> **Selected passage**:
Punnuk is a traditional tug of war from the Philippines practiced by the Tuwali-speaking people who live in Hungduan, Ifugao. The competition, held in Hapao River, is observed after the completion of harvest. It formally puts to a close the farming cycle, and signals the beginning of a new one.

== Setting ==
The barangays of Hapao Proper, Nungulunan and Baang in Hungduan, Ifugao practice punnuk. The three barangays are distinctive for their terraced ricefields with stone-walling. Hapao River, the setting for punnuk, flow from Mt. Alawitan and Mt. Polis, and is fed by tributaries from Mt Kapiligan.

== Participants ==
Traditionally, only men join punnuk in the river while the women cheer only. In 2012, a tug-of-war exclusively for women was held.

== Game ==
Punnuk needs two elements: a tinaggu (also known as kinaag) and a pakid. The tinaggu is a figure made up of rice stalks and tightly bundled with vines. The figure often resembles a scarecrow or a monitor lizard. It is the object thrown into the middle part of the river and the subject of tugging between two contending groups that are situated on opposite sides of the river across the current. To pull the tinaggu to their side, each of the groups uses a pakid, the stem of an attoba tree with a root that can be firmly hitched on the tinaggu. The first group to pull the tinaggu to their side is the winner.

> **Exercise a**: Copy out the lines of the records below that begin with the line containing "Would you point at the truck door" and end with the line containing "point(115, 263)", including both of those lines.

> **Image object location entries**:
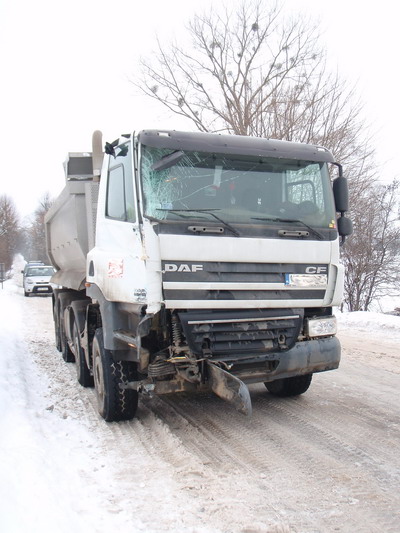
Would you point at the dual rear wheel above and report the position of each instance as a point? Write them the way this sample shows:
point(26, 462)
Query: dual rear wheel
point(115, 403)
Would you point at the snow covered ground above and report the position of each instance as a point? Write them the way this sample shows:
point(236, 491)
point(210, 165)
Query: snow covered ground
point(58, 472)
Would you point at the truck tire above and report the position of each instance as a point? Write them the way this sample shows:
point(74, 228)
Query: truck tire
point(289, 386)
point(114, 403)
point(57, 332)
point(82, 370)
point(66, 353)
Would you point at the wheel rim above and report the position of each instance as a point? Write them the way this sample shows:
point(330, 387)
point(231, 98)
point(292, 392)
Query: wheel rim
point(77, 353)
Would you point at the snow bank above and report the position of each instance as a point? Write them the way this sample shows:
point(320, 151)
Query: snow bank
point(378, 324)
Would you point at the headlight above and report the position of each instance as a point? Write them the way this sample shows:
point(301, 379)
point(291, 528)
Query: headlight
point(321, 327)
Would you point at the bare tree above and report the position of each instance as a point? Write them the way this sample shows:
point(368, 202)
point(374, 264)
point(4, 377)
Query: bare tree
point(371, 256)
point(235, 67)
point(254, 72)
point(9, 231)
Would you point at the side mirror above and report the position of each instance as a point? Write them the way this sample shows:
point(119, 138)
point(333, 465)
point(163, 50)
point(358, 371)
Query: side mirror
point(345, 226)
point(341, 194)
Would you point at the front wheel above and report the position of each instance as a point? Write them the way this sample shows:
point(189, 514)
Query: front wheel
point(82, 370)
point(114, 403)
point(66, 352)
point(289, 386)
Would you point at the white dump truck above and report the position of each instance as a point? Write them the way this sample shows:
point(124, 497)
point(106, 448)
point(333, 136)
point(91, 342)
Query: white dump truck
point(196, 261)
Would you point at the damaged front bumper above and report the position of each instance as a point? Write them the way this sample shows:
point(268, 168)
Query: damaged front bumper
point(227, 376)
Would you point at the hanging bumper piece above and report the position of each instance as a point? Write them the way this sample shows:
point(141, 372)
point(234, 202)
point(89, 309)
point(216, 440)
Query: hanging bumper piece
point(229, 388)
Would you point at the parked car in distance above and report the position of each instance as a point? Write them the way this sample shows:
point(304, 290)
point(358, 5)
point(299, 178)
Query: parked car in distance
point(29, 264)
point(37, 279)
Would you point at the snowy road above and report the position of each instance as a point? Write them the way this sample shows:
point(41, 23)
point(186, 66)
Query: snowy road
point(327, 461)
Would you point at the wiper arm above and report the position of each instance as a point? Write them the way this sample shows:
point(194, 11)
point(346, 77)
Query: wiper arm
point(208, 212)
point(292, 221)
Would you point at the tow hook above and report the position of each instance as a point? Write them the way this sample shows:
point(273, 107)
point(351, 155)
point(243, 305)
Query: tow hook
point(229, 388)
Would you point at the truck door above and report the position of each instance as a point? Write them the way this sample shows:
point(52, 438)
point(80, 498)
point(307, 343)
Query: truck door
point(115, 263)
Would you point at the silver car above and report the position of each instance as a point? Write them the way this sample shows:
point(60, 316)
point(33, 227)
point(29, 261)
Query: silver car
point(37, 280)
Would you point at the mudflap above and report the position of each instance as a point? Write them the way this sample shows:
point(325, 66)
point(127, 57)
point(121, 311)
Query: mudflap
point(229, 388)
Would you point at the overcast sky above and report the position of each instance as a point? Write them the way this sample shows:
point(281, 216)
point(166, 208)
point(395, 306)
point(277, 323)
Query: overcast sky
point(65, 70)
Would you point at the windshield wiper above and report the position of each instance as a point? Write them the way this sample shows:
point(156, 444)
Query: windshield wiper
point(292, 221)
point(207, 211)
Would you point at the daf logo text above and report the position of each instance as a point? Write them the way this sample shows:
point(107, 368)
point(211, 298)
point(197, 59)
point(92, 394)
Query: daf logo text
point(172, 267)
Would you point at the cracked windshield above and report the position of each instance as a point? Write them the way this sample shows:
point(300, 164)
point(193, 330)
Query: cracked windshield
point(238, 189)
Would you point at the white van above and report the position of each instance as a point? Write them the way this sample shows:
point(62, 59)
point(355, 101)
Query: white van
point(37, 279)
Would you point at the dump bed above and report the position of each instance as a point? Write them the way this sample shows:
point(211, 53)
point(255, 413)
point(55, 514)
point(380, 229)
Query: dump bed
point(70, 227)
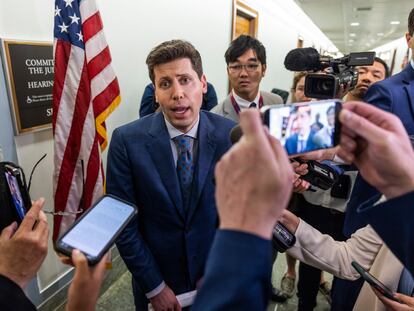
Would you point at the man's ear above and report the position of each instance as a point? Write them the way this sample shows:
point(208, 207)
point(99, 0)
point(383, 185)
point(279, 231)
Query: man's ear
point(204, 83)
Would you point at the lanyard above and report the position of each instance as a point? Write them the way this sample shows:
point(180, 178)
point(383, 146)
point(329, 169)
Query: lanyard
point(237, 107)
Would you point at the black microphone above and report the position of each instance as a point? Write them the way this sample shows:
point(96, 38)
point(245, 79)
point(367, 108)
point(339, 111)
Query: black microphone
point(304, 59)
point(235, 134)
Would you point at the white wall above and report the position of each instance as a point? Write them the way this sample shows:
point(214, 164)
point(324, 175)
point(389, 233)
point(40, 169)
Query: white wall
point(132, 28)
point(388, 50)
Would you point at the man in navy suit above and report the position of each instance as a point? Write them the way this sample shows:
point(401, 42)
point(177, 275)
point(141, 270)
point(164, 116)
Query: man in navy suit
point(395, 95)
point(301, 141)
point(164, 164)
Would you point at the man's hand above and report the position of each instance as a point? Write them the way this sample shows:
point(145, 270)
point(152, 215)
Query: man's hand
point(406, 305)
point(254, 180)
point(22, 251)
point(165, 301)
point(378, 144)
point(84, 290)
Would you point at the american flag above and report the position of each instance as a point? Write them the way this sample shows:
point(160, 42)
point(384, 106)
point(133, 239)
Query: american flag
point(85, 92)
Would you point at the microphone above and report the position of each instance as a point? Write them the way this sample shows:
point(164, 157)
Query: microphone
point(304, 59)
point(235, 134)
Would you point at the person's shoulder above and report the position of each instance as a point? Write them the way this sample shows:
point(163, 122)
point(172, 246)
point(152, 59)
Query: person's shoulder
point(271, 98)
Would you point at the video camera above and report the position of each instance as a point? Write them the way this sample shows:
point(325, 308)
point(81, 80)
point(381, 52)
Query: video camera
point(341, 76)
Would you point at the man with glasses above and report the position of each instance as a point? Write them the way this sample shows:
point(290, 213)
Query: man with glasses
point(246, 66)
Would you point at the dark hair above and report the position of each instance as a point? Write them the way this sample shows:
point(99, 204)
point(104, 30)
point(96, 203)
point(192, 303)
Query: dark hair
point(296, 79)
point(169, 51)
point(243, 43)
point(387, 70)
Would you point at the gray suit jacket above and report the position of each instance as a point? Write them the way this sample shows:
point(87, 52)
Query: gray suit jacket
point(226, 109)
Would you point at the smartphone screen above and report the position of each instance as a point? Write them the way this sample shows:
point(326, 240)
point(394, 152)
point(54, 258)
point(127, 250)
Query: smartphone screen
point(94, 233)
point(374, 282)
point(305, 127)
point(16, 195)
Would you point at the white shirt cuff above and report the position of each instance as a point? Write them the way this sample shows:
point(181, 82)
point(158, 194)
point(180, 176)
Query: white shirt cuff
point(155, 291)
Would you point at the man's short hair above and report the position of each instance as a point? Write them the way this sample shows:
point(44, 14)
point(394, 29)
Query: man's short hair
point(411, 23)
point(383, 63)
point(169, 51)
point(242, 44)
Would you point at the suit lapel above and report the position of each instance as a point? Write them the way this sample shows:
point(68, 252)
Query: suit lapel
point(409, 87)
point(159, 147)
point(206, 150)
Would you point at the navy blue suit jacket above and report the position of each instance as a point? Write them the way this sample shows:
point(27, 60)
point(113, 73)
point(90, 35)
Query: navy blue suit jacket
point(165, 242)
point(237, 274)
point(395, 95)
point(291, 144)
point(148, 104)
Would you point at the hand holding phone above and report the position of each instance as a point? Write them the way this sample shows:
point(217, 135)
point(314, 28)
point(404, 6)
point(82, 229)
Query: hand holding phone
point(97, 229)
point(374, 282)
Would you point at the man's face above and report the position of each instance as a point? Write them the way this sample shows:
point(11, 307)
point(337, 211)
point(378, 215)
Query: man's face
point(245, 80)
point(179, 91)
point(367, 76)
point(300, 91)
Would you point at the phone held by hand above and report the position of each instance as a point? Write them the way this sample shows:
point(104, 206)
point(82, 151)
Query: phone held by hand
point(97, 229)
point(374, 282)
point(304, 127)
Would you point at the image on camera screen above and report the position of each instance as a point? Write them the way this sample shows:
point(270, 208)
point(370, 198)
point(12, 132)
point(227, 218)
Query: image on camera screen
point(305, 127)
point(16, 195)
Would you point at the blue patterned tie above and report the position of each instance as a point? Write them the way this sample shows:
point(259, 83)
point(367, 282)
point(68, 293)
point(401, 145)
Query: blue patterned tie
point(185, 166)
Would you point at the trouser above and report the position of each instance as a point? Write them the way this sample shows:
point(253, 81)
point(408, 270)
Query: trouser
point(326, 221)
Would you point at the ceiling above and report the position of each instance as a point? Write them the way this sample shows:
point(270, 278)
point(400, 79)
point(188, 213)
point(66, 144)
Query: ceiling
point(334, 18)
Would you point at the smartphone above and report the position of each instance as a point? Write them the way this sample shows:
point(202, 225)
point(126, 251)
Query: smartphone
point(304, 127)
point(97, 229)
point(20, 203)
point(374, 282)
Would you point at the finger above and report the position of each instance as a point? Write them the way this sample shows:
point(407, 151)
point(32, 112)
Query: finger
point(362, 126)
point(80, 262)
point(8, 232)
point(32, 215)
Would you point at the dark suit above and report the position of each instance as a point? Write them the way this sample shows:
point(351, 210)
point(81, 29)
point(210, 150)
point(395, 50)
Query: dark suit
point(291, 144)
point(12, 297)
point(395, 95)
point(165, 242)
point(237, 274)
point(393, 221)
point(148, 104)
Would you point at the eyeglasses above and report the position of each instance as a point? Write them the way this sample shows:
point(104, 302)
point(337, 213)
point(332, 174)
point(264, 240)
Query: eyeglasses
point(248, 67)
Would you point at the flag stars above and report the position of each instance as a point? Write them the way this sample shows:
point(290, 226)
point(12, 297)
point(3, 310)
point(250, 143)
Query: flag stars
point(80, 36)
point(63, 28)
point(74, 19)
point(57, 11)
point(68, 3)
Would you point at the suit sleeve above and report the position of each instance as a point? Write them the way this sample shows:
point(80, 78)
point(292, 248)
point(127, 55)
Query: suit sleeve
point(133, 249)
point(379, 96)
point(394, 223)
point(323, 252)
point(12, 297)
point(237, 274)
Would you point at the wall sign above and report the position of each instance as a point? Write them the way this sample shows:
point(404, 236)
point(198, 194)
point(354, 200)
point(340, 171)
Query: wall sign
point(30, 67)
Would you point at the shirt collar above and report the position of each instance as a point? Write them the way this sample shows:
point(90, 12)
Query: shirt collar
point(173, 132)
point(245, 103)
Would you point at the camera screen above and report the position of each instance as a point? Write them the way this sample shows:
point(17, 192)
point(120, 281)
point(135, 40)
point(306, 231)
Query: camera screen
point(16, 195)
point(98, 227)
point(304, 127)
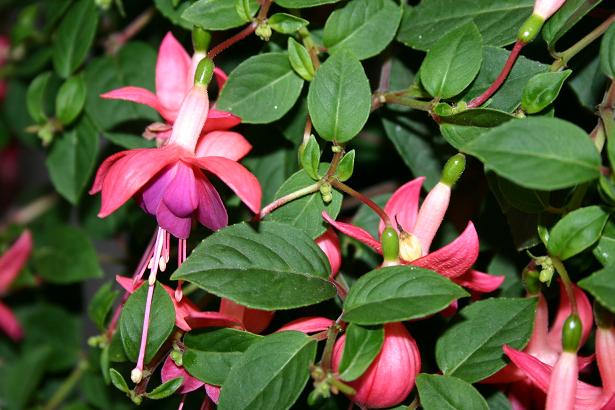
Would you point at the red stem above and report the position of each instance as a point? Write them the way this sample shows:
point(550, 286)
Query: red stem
point(478, 101)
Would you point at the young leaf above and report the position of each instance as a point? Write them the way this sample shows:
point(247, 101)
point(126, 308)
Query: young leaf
point(305, 213)
point(542, 90)
point(310, 158)
point(210, 355)
point(165, 389)
point(440, 392)
point(261, 89)
point(339, 99)
point(576, 232)
point(271, 374)
point(272, 267)
point(346, 166)
point(74, 37)
point(300, 59)
point(70, 99)
point(488, 325)
point(162, 315)
point(217, 14)
point(539, 153)
point(364, 27)
point(286, 23)
point(361, 348)
point(397, 293)
point(118, 381)
point(452, 62)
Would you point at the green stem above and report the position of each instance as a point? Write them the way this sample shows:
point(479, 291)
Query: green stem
point(67, 386)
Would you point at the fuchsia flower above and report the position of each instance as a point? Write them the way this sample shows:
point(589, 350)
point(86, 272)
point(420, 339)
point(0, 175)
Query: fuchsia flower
point(417, 228)
point(390, 377)
point(11, 263)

> **Exercise b**: Pick up the text on the punnuk tug of war above where it stops, and continue it.

> **Response a**:
Would you point at the truck door above and report the position of each instance as a point? Write them the way this sample shows:
point(52, 438)
point(80, 498)
point(307, 343)
Query: truck door
point(115, 263)

> **Response b**:
It is believed that the winning side will always have their rice granary replenished and full. Meanwhile, the losers will have their harvest be easily consumed and thus will not last until the next harvest season.

== UNESCO Recognition ==

Punnuk, together with tugging rituals and games in Cambodia, South Korea, and Vietnam, were collectively included in UNESCO's Intangible Cultural Heritage of Humanity List in 2015. The decision was made at the 10th Intergovernmental Committee for the Safeguarding of the Intangible Cultural Heritage meeting held in Windhoek, Namibia.